[EXCERPT TO READ]:
++++++++++
Meanwhile, back in south Texas, the Eagle Ford play has seen substantial production of tight oil as well as shale gas (wells in the southeastern, deeper side of the play yield mainly natural gas while wells on the northwestern, shallower side yield mostly oil). Oil reserves are estimated at 3 billion barrels. Mid-2012 production was 424,000 barrels per day from 3,129 producing wells, with an increasing production trend.
While the Bakken and Eagle Ford together account for over 80% of current US tight oil production, there are other plays that offer varying degrees of promise. The Granite Wash formation, straddling the northern Texas-Oklahoma border, produces roughly 41,000 barrels per day from 3,090 active wells with a rising trend. The Cline shale, located east of Midland, Texas, in the Permian Basin, produces about 30,000 barrels per day from 1,541 wells; here again, production is increasing. Tight oil is also being produced from the Barnett shale in Texas, where 14,871 wells yield only 27,000 barrels per day. In this play the production trend is flat.
The Niobrara formation in Colorado and Wyoming presents problems with complex geology and access to water, especially given the severe drought that has gripped much of the United States, and Colorado’s recent catastrophic wildfires. Early comparisons with the Bakken have not borne out, and disappointing well results have led Chesapeake to sell off its Colorado leases. Noble, Anadarko, EOG, Quicksilver, and roughly a dozen other mostly small companies are competing in the play, with about 40 active drilling rigs. However, 10,811 operating wells currently yield a mere 51,000 barrels per day of production, and the production trend is flat.
The Austin Chalk play (which reaches across Texas and into Louisiana) and the Spraberry play (near Midland, Texas) each produce over 17,000 barrels per day.
The Monterey shale in Kern, Orange, Ventura, Monterey, and Santa Barbara Counties in southern California boasts tight oil resources of up to 15 billion barrels—four times the size of Bakken reserves. But resources are not the same as reserves, and so far production amounts to only 8,580 barrels per day from 675 operating wells, with a flat production trend. This could change if drilling picks up, in view of the Monterey’s very high resource endowment.
Elsewhere in the world, geology appropriate for the production of tight oil using fracking technology exists in R’Mah formation in Syria, Sargelu formation in the northern Persian Gulf region, Athel formation in Oman, Bazhenov formation and Achimov formation of west Siberia in Russia, Coober Pedy in Australia, and Chicontepec formation in Mexico. Little is yet being done to exploit these resources.
THE CLAIMS RUSH
It may be helpful to pause at this point and recall again where we were at the start of the fracking boom. US oil production had generally been in decline for nearly four decades, oil and gas prices were high and rising, and mainstream media outlets were beginning occasionally to mention the possibility that world petroleum output was near its inevitable peak. In this context, rising gas production from north-central Texas, Arkansas, Louisiana, and Pennsylvania, and soaring oil yields in North Dakota and south Texas seemed like answers to a prayer. Here was an opportunity for the industry to beat back its critics—and make a lot of money in the process.
++++++++++
[THE INPUT]:
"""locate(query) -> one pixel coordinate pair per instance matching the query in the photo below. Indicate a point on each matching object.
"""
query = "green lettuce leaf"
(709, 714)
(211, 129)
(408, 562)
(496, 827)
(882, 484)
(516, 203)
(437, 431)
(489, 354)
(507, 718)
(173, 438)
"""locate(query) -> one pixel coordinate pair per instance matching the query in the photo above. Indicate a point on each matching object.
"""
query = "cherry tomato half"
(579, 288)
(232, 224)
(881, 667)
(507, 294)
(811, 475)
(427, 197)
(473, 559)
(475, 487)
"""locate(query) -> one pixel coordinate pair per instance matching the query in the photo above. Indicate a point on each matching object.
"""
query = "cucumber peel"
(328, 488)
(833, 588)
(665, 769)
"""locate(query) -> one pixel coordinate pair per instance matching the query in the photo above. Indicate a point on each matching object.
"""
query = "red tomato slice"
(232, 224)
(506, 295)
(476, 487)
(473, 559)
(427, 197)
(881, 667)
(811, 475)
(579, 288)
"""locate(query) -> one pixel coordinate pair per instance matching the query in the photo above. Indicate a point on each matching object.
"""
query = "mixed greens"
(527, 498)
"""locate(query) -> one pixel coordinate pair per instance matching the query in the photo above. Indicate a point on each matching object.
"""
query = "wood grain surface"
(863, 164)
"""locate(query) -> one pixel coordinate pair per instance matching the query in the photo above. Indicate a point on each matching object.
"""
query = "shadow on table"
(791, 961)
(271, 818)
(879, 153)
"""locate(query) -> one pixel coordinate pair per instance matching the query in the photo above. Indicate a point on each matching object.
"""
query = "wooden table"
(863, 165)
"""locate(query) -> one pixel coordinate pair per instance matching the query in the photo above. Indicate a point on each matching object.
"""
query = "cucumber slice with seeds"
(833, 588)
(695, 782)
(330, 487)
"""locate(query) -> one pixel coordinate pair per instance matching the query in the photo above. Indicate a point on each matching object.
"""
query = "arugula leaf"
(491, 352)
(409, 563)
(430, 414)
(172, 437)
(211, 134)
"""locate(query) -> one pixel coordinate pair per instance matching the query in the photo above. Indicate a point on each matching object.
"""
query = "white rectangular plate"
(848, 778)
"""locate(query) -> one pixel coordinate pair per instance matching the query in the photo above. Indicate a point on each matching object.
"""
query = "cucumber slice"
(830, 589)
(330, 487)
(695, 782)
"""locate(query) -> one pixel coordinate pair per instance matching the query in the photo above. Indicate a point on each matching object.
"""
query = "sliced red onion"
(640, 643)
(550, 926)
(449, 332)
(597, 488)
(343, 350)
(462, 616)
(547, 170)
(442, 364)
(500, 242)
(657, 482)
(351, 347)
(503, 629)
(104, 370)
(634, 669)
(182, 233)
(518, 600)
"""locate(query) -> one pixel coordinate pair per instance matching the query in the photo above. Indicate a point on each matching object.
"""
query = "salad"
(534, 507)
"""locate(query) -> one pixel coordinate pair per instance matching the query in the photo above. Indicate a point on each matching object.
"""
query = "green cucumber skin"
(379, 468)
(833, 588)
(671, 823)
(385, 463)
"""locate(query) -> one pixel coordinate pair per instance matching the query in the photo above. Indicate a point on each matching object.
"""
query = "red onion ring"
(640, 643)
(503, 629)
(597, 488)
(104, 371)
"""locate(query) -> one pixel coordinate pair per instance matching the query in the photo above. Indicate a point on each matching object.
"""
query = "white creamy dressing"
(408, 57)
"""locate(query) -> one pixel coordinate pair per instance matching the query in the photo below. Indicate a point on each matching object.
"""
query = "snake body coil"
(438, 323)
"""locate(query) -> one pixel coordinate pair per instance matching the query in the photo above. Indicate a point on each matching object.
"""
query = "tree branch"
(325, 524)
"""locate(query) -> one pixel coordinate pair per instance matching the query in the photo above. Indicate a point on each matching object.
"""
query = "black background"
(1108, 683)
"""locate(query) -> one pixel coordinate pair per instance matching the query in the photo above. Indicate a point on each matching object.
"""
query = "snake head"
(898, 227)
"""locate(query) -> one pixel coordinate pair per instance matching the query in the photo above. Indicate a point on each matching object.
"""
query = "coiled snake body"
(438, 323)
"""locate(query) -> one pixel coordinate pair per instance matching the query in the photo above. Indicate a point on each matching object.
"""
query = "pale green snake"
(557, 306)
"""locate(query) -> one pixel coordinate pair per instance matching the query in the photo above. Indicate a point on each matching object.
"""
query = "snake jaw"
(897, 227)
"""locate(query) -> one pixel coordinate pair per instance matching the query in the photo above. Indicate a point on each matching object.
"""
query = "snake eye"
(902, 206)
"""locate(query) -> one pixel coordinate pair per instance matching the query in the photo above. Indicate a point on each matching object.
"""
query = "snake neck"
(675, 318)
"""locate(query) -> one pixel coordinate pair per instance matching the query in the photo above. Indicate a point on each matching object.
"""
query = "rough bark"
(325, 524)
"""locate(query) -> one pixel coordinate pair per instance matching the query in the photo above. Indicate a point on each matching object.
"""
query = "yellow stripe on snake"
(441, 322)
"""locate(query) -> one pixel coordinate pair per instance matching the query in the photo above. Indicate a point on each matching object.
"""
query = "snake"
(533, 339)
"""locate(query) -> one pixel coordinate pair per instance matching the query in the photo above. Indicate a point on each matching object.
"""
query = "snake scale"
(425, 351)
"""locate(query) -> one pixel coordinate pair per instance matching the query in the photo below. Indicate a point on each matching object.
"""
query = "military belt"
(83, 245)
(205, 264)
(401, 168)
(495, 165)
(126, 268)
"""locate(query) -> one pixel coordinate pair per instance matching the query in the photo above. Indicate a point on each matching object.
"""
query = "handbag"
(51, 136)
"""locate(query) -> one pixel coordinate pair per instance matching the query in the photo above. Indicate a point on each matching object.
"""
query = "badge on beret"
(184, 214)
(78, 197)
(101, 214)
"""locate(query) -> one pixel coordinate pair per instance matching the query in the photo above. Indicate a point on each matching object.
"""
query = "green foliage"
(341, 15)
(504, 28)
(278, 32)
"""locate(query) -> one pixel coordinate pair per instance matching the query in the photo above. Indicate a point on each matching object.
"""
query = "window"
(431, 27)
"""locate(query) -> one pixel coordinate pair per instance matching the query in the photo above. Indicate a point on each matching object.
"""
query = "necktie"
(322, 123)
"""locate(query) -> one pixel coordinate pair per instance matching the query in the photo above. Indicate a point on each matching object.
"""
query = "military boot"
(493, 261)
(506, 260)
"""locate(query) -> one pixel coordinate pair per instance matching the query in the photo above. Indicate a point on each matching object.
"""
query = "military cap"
++++++++++
[STATED TASK 1]: In the passage on tight oil, which company sold off its Colorado leases after disappointing well results in the Niobrara formation?
[STATED TASK 2]: Locate every line of the listing that contains the word "onion", and copy each of those lines.
The passage on tight oil and the listing are independent of each other.

[EXPECTED ANSWER 1]: Chesapeake sold off its Colorado leases.

[EXPECTED ANSWER 2]:
query = "sliced red onion"
query = "red onion ring"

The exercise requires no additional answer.